Go through the material and pull out every line with the string "lamp" in it.

◆ Supplied material:
- - -

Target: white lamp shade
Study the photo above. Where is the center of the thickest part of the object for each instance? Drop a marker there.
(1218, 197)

- - -

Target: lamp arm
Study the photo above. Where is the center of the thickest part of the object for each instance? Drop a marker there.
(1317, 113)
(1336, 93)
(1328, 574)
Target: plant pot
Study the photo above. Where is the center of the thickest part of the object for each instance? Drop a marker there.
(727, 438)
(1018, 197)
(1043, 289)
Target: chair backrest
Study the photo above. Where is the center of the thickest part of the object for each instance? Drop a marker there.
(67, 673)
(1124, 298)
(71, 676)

- - -

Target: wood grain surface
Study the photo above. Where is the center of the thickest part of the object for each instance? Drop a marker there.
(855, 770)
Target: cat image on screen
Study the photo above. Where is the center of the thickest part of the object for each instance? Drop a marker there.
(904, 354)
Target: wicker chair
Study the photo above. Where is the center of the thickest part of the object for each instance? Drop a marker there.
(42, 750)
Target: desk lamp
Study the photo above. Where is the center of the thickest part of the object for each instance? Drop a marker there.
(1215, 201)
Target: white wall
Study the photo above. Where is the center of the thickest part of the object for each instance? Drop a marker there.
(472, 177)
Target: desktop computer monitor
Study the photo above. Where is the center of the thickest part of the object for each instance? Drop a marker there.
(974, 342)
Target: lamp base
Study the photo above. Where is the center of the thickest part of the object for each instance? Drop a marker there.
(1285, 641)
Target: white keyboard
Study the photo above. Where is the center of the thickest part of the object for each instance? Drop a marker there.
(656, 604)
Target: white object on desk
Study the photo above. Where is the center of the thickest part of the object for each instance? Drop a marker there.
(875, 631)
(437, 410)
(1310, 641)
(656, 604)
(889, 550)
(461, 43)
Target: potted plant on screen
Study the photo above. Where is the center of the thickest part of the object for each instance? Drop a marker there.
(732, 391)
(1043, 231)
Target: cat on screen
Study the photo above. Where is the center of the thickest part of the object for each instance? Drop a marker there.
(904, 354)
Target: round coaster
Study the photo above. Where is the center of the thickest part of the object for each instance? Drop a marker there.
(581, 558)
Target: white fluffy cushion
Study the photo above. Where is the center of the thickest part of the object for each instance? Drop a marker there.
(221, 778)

- - -

◆ Solution for this problem:
Target: white lamp shade
Target: lamp arm
Target: desk lamp
Target: lamp base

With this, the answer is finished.